### ASSIGNMENT
Count the lines in the material below that contain the word "approximate". Reply with the number alone.

### SUPPLIED DATA
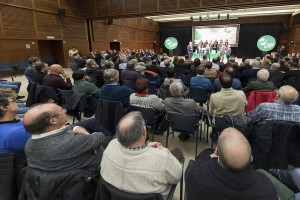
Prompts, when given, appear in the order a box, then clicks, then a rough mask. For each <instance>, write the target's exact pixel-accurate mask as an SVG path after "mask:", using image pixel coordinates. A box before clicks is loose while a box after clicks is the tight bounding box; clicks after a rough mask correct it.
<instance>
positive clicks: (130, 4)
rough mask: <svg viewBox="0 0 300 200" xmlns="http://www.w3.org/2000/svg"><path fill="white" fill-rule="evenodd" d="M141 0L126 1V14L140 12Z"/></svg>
mask: <svg viewBox="0 0 300 200" xmlns="http://www.w3.org/2000/svg"><path fill="white" fill-rule="evenodd" d="M139 2H140V1H139V0H124V11H125V13H124V14H133V13H139V12H140V5H139Z"/></svg>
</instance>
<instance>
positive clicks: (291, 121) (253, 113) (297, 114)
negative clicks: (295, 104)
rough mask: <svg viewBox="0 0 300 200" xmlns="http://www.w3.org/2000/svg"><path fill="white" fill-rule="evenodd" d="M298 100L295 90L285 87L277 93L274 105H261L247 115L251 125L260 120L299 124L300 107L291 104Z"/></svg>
mask: <svg viewBox="0 0 300 200" xmlns="http://www.w3.org/2000/svg"><path fill="white" fill-rule="evenodd" d="M297 99H298V92H297V90H296V89H295V88H293V87H291V86H289V85H285V86H282V87H281V88H279V90H278V91H277V100H276V101H275V102H274V103H261V104H259V105H258V106H257V107H256V108H255V109H254V110H252V111H251V112H249V113H248V117H250V118H251V120H252V123H256V122H259V121H261V120H282V121H289V122H300V106H298V105H293V104H292V103H293V102H294V101H296V100H297Z"/></svg>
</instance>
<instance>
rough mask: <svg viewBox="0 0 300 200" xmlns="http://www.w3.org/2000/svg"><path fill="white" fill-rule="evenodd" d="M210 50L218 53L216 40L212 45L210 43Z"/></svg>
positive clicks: (215, 40) (217, 46)
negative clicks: (213, 50) (210, 44)
mask: <svg viewBox="0 0 300 200" xmlns="http://www.w3.org/2000/svg"><path fill="white" fill-rule="evenodd" d="M212 50H214V51H215V53H218V41H217V40H215V41H214V43H213V45H212Z"/></svg>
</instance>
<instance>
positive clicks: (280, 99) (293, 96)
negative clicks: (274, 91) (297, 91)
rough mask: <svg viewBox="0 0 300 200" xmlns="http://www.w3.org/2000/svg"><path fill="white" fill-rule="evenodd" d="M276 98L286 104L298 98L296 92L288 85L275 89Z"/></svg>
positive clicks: (296, 92)
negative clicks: (277, 88) (276, 93)
mask: <svg viewBox="0 0 300 200" xmlns="http://www.w3.org/2000/svg"><path fill="white" fill-rule="evenodd" d="M277 96H278V100H279V101H281V102H284V103H287V104H290V103H293V102H294V101H296V100H297V99H298V92H297V90H296V89H295V88H293V87H292V86H289V85H284V86H282V87H281V88H279V90H278V91H277Z"/></svg>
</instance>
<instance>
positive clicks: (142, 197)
mask: <svg viewBox="0 0 300 200" xmlns="http://www.w3.org/2000/svg"><path fill="white" fill-rule="evenodd" d="M95 200H162V197H161V195H160V194H157V193H154V194H135V193H130V192H124V191H121V190H119V189H117V188H115V187H114V186H112V185H110V184H109V183H107V182H106V181H105V180H104V179H103V178H102V177H100V182H99V184H98V189H97V192H96V198H95Z"/></svg>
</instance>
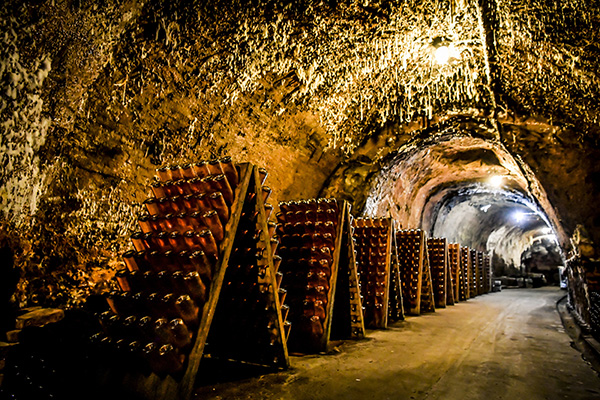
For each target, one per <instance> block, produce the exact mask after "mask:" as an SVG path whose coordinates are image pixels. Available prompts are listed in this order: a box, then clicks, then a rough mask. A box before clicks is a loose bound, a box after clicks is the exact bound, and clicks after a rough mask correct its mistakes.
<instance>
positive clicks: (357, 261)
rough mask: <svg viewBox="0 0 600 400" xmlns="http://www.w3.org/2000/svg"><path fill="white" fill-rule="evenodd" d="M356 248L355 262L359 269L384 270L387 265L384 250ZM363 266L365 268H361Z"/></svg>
mask: <svg viewBox="0 0 600 400" xmlns="http://www.w3.org/2000/svg"><path fill="white" fill-rule="evenodd" d="M361 250H363V249H360V248H359V250H358V252H357V255H356V262H357V264H358V269H359V271H362V270H364V269H367V270H368V271H372V270H375V271H385V269H386V266H387V256H388V255H387V253H386V252H385V251H377V249H374V250H373V251H372V252H366V251H361ZM363 266H364V267H365V268H363Z"/></svg>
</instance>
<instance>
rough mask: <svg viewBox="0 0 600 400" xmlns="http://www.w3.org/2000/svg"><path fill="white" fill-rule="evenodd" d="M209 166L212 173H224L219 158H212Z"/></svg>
mask: <svg viewBox="0 0 600 400" xmlns="http://www.w3.org/2000/svg"><path fill="white" fill-rule="evenodd" d="M207 166H208V171H209V172H210V174H211V175H219V174H222V173H223V167H221V163H220V162H219V160H210V161H209V162H208V164H207Z"/></svg>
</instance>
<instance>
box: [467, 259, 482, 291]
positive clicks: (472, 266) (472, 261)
mask: <svg viewBox="0 0 600 400" xmlns="http://www.w3.org/2000/svg"><path fill="white" fill-rule="evenodd" d="M469 257H470V258H471V271H472V272H471V296H472V297H475V296H479V295H480V294H481V292H480V276H479V273H480V269H479V257H478V251H477V250H475V249H469Z"/></svg>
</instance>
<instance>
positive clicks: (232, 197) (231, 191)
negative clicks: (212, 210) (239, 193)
mask: <svg viewBox="0 0 600 400" xmlns="http://www.w3.org/2000/svg"><path fill="white" fill-rule="evenodd" d="M213 182H214V185H213V187H214V189H213V190H214V191H217V192H221V193H222V194H223V198H224V199H225V202H226V203H227V205H229V206H231V205H232V204H233V189H231V186H230V185H229V182H227V177H226V176H225V174H220V175H215V176H214V178H213Z"/></svg>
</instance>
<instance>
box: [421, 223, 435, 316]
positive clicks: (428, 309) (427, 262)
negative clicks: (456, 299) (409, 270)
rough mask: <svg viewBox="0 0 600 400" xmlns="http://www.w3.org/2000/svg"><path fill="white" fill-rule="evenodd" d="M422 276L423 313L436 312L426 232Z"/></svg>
mask: <svg viewBox="0 0 600 400" xmlns="http://www.w3.org/2000/svg"><path fill="white" fill-rule="evenodd" d="M422 235H423V241H422V243H423V244H422V246H423V247H422V250H421V257H422V258H423V261H422V273H421V274H422V276H423V278H422V279H421V284H422V288H421V313H428V312H435V298H434V294H433V281H432V279H431V266H430V264H429V251H428V250H427V239H426V234H425V232H422Z"/></svg>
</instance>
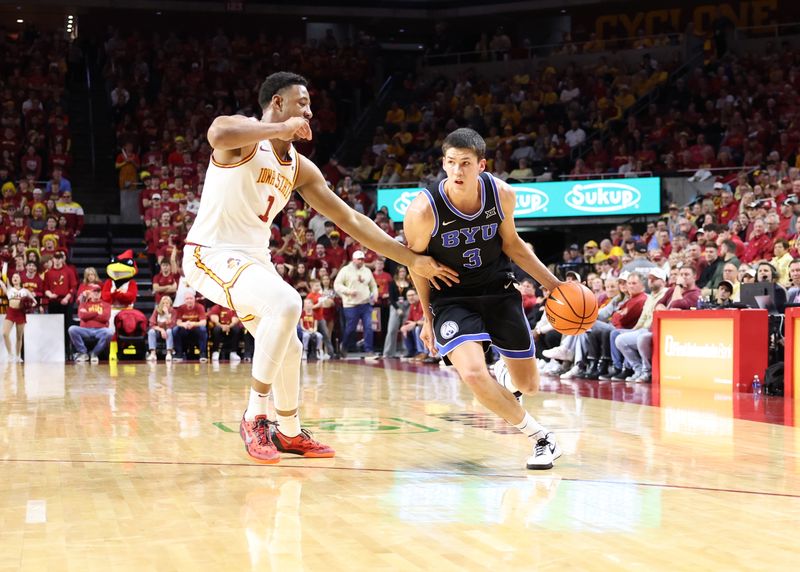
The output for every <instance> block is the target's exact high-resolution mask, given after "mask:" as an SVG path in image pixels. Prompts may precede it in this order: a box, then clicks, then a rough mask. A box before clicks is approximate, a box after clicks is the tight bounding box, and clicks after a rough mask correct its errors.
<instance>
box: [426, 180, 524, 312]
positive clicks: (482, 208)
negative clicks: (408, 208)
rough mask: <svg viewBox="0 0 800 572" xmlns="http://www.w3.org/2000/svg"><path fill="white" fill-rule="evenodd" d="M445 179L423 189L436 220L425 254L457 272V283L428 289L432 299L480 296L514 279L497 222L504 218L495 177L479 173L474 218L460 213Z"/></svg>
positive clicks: (498, 224) (502, 210)
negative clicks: (507, 280) (501, 284)
mask: <svg viewBox="0 0 800 572" xmlns="http://www.w3.org/2000/svg"><path fill="white" fill-rule="evenodd" d="M444 182H445V181H444V180H442V181H440V182H439V184H438V185H435V186H433V187H432V188H427V189H423V192H424V193H425V194H426V195H427V197H428V200H429V201H430V203H431V207H432V208H433V214H434V218H435V223H434V228H433V232H432V233H431V240H430V243H429V244H428V250H427V254H429V255H430V256H432V257H433V258H434V259H436V260H437V261H438V262H440V263H442V264H445V265H447V266H449V267H450V268H453V269H454V270H456V271H457V272H458V277H459V280H460V281H461V282H460V283H458V284H454V285H453V286H449V287H448V286H445V285H442V290H441V291H439V290H436V289H431V298H432V299H435V298H439V297H442V296H446V297H451V296H479V295H481V294H485V293H490V292H491V291H492V290H495V289H496V287H497V286H496V285H497V284H498V283H499V282H502V281H503V280H506V279H509V275H510V279H513V274H511V272H512V270H511V261H510V260H509V258H508V256H506V254H505V253H504V252H503V240H502V239H501V238H500V232H499V230H500V223H501V222H503V219H504V218H505V215H504V214H503V208H502V206H501V205H500V194H499V192H498V190H497V186H496V185H495V181H494V177H492V175H490V174H489V173H481V174H480V177H479V181H478V189H479V192H480V194H481V205H482V206H481V209H480V210H479V211H478V212H476V213H475V214H473V215H467V214H464V213H462V212H461V211H459V210H458V209H457V208H456V207H455V206H453V204H452V203H451V202H450V200H449V199H448V198H447V194H446V193H445V190H444Z"/></svg>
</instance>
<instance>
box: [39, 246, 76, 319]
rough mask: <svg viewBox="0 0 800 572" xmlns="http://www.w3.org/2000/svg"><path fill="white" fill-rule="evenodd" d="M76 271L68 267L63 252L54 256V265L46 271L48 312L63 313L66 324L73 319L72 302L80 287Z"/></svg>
mask: <svg viewBox="0 0 800 572" xmlns="http://www.w3.org/2000/svg"><path fill="white" fill-rule="evenodd" d="M77 282H78V281H77V280H76V279H75V273H74V272H73V271H72V270H71V269H70V268H67V266H66V262H65V256H64V253H63V252H60V251H59V252H56V253H55V255H54V256H53V267H52V268H51V269H50V270H48V271H47V272H45V273H44V295H45V298H46V300H47V312H48V314H63V316H64V325H65V326H66V325H68V324H69V323H70V322H71V321H72V302H73V301H74V299H75V291H76V290H77V288H78V283H77Z"/></svg>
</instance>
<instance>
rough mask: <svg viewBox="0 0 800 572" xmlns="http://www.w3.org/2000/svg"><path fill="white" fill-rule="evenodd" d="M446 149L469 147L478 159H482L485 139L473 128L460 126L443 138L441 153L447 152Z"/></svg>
mask: <svg viewBox="0 0 800 572" xmlns="http://www.w3.org/2000/svg"><path fill="white" fill-rule="evenodd" d="M448 149H469V150H470V151H472V152H474V153H475V154H476V155H477V156H478V159H483V158H484V157H485V156H486V141H484V140H483V137H481V136H480V134H478V132H477V131H475V130H474V129H469V128H468V127H462V128H461V129H456V130H455V131H453V132H452V133H451V134H450V135H448V136H447V137H445V138H444V142H443V143H442V154H445V153H447V150H448Z"/></svg>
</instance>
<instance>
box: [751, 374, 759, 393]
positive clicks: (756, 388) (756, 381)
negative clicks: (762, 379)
mask: <svg viewBox="0 0 800 572" xmlns="http://www.w3.org/2000/svg"><path fill="white" fill-rule="evenodd" d="M750 389H751V391H752V392H753V395H761V378H759V377H758V374H756V375H754V376H753V383H752V385H751V386H750Z"/></svg>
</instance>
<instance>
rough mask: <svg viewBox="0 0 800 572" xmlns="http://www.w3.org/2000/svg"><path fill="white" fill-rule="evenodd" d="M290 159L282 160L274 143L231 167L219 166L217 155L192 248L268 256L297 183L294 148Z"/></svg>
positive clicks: (207, 181)
mask: <svg viewBox="0 0 800 572" xmlns="http://www.w3.org/2000/svg"><path fill="white" fill-rule="evenodd" d="M289 158H290V160H289V161H283V160H281V159H280V158H278V156H277V155H276V154H275V150H274V149H273V147H272V143H270V142H269V141H261V142H260V143H259V144H258V145H256V148H255V150H254V151H253V152H252V153H251V154H250V155H248V156H247V157H245V158H243V159H242V160H241V161H239V162H238V163H233V164H231V165H222V164H220V163H217V162H216V161H215V160H214V155H213V154H212V155H211V162H210V163H209V165H208V171H207V172H206V181H205V185H204V186H203V194H202V196H201V198H200V211H199V212H198V213H197V218H196V219H195V221H194V224H193V225H192V228H191V229H190V230H189V234H188V236H187V237H186V242H188V243H193V244H199V245H200V246H210V247H228V248H237V249H243V248H246V249H253V250H256V249H257V250H261V251H262V252H265V251H267V250H268V249H269V240H270V238H271V235H272V233H271V232H270V225H271V224H272V220H273V219H274V218H275V216H276V215H277V214H278V213H279V212H281V210H283V207H285V206H286V203H287V202H288V201H289V197H290V196H291V194H292V190H294V185H295V181H296V180H297V173H298V169H299V166H298V154H297V151H296V150H295V148H294V146H293V145H290V146H289Z"/></svg>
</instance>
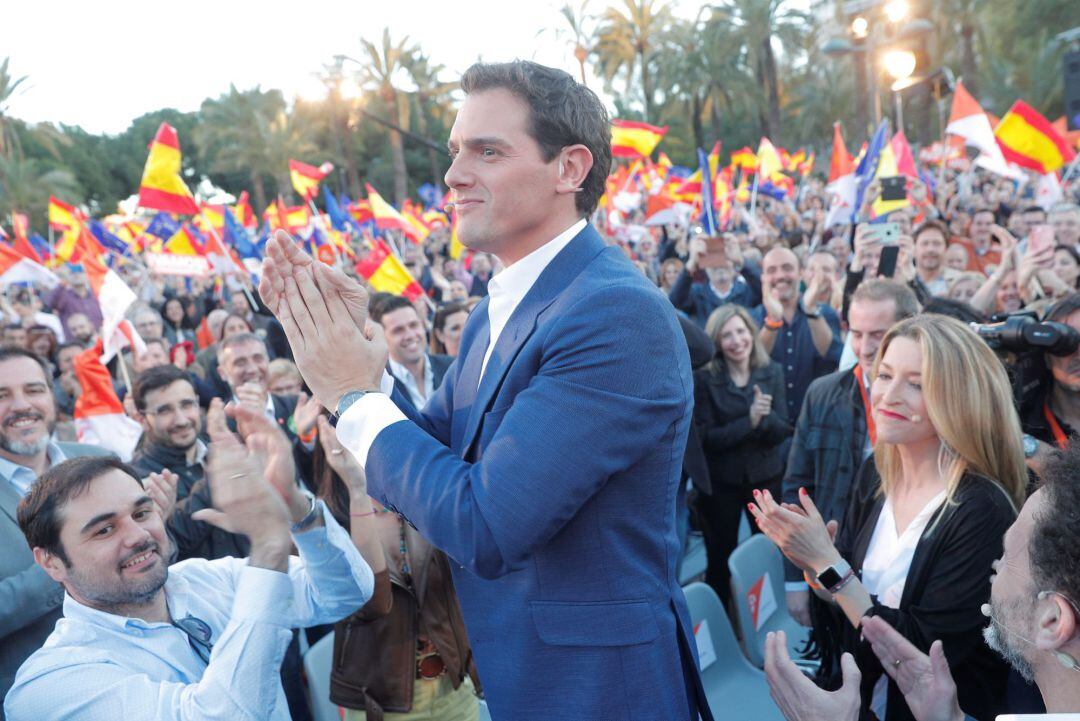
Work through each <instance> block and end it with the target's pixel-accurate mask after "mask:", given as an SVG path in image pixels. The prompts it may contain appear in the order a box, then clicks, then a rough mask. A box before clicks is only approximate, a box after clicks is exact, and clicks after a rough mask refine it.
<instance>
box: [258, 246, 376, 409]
mask: <svg viewBox="0 0 1080 721" xmlns="http://www.w3.org/2000/svg"><path fill="white" fill-rule="evenodd" d="M259 293H260V294H261V296H262V299H264V300H265V301H266V303H267V307H268V308H270V310H271V311H272V312H273V314H274V315H275V316H276V317H278V321H279V322H281V325H282V328H284V330H285V336H286V338H288V344H289V346H291V348H292V349H293V356H294V359H295V360H296V365H297V367H298V368H299V369H300V373H301V375H302V376H303V380H305V382H307V384H308V387H310V389H311V391H312V392H313V393H314V395H315V397H316V398H319V400H320V402H321V403H323V404H324V405H325V406H326V408H327V409H329V410H334V409H335V408H337V404H338V400H340V398H341V396H342V395H345V394H346V393H348V392H349V391H361V390H368V391H377V390H378V389H379V381H380V380H381V378H382V371H383V368H384V367H386V364H387V343H386V339H384V338H383V337H382V329H381V328H380V327H379V326H378V325H377V324H374V323H370V322H368V318H367V293H366V291H365V290H364V289H363V287H361V285H360V284H359V283H356V281H353V280H351V278H349V277H348V276H346V275H345V273H342V272H340V271H338V270H335V269H332V268H330V267H329V266H327V264H325V263H316V262H314V261H313V260H312V259H311V256H309V255H308V254H306V253H303V250H301V249H300V248H299V247H298V246H297V244H296V243H295V242H294V241H293V239H292V237H291V236H289V235H288V233H286V232H284V231H281V230H279V231H278V232H276V233H275V234H274V235H273V237H271V239H270V240H269V241H268V242H267V257H266V259H265V260H264V263H262V282H261V284H260V286H259ZM342 359H348V363H342Z"/></svg>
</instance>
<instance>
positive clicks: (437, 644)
mask: <svg viewBox="0 0 1080 721" xmlns="http://www.w3.org/2000/svg"><path fill="white" fill-rule="evenodd" d="M405 531H406V536H405V538H406V546H407V556H408V564H409V568H410V569H413V585H414V590H415V593H416V595H415V596H414V591H413V590H409V588H408V587H407V585H406V584H405V580H404V579H403V577H402V574H401V569H400V568H397V566H396V563H395V562H394V561H393V560H392V558H390V555H389V554H388V558H387V569H388V570H387V571H383V572H380V573H378V574H376V576H375V593H374V594H373V596H372V599H370V600H369V601H368V602H367V603H366V604H365V606H364V607H363V608H362V609H360V610H359V611H356V613H354V614H352V615H351V616H349V617H347V618H345V620H343V621H339V622H338V623H337V624H336V625H335V627H334V631H335V634H334V665H333V667H332V669H330V700H333V702H334V703H335V704H338V705H339V706H345V707H346V708H354V709H363V710H364V711H366V713H367V719H368V721H381V720H382V718H383V716H382V715H383V711H394V712H406V711H409V710H410V709H411V706H413V683H414V682H415V680H416V649H417V636H418V635H420V634H423V635H424V636H427V637H428V638H429V639H430V640H431V642H432V643H433V644H434V645H435V648H436V649H437V650H438V655H440V656H442V658H443V662H444V663H445V664H446V674H447V676H448V677H449V679H450V681H451V682H453V683H454V688H455V689H457V688H459V686H460V685H461V683H462V682H463V681H464V678H465V674H468V675H469V676H470V677H472V680H473V684H474V685H475V686H476V690H477V691H480V688H481V686H480V680H478V679H477V677H476V666H475V664H474V663H473V657H472V649H471V648H470V647H469V638H468V636H467V635H465V625H464V621H463V620H462V618H461V609H460V607H459V606H458V597H457V594H455V591H454V582H453V580H451V577H450V566H449V559H448V558H447V557H446V555H445V554H444V553H442V552H441V550H438V549H436V548H433V547H432V546H431V544H429V543H428V542H427V541H424V540H423V538H422V536H421V535H420V534H419V533H417V532H416V530H415V529H414V528H411V527H410V526H407V525H406V527H405Z"/></svg>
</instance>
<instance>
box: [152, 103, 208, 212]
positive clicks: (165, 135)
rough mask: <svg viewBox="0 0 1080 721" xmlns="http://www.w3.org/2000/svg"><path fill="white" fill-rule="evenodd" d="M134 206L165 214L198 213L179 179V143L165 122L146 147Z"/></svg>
mask: <svg viewBox="0 0 1080 721" xmlns="http://www.w3.org/2000/svg"><path fill="white" fill-rule="evenodd" d="M138 206H139V207H144V208H153V209H156V210H165V212H166V213H180V214H185V215H198V214H199V206H198V205H195V201H194V198H193V196H192V195H191V191H190V190H188V187H187V186H186V185H184V179H183V178H180V141H179V138H177V137H176V130H175V128H174V127H173V126H172V125H170V124H168V123H162V124H161V127H159V128H158V134H157V135H156V136H154V138H153V142H151V144H150V154H149V155H147V158H146V166H145V167H144V168H143V182H141V183H139V189H138Z"/></svg>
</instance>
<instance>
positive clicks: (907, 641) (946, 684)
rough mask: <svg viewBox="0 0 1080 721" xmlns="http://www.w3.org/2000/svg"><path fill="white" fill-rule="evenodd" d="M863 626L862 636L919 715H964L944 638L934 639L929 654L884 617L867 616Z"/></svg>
mask: <svg viewBox="0 0 1080 721" xmlns="http://www.w3.org/2000/svg"><path fill="white" fill-rule="evenodd" d="M862 629H863V637H864V638H865V639H866V640H867V641H869V643H870V648H872V649H874V653H875V654H876V655H877V657H878V661H880V662H881V667H882V668H883V669H885V672H886V674H888V675H889V677H890V678H891V679H892V680H893V681H895V682H896V686H897V688H899V689H900V692H901V693H902V694H904V700H906V702H907V707H908V708H909V709H912V715H913V716H914V717H915V718H916V719H918V720H919V721H962V719H963V718H964V715H963V711H961V710H960V705H959V703H958V700H957V692H956V683H955V682H954V681H953V674H951V672H950V671H949V668H948V662H947V661H946V659H945V651H944V649H943V647H942V642H941V641H934V642H933V644H932V645H931V647H930V655H929V656H928V655H927V654H924V653H922V652H921V651H919V650H918V649H917V648H915V645H913V644H912V642H910V641H908V640H907V639H906V638H904V637H903V636H901V635H900V632H897V631H896V629H894V628H893V627H892V626H890V625H889V624H888V623H886V622H885V621H883V620H881V618H878V617H876V616H869V617H866V618H864V620H863V625H862Z"/></svg>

### RESULT OF THIS TASK
2